[Rows from a dataset]
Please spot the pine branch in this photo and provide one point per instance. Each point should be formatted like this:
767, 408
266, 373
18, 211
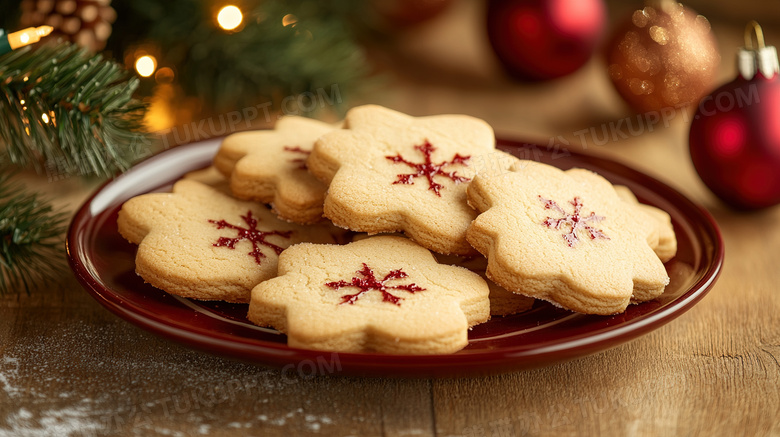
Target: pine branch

# WHAT IS REQUIRED
Copy out every line of the items above word for word, leaving out the pictures.

# TASK RESULT
Please spot the pine branch in this photo and provide one point per instance. Each point should be formatted like this:
767, 408
266, 373
18, 211
Target: pine branch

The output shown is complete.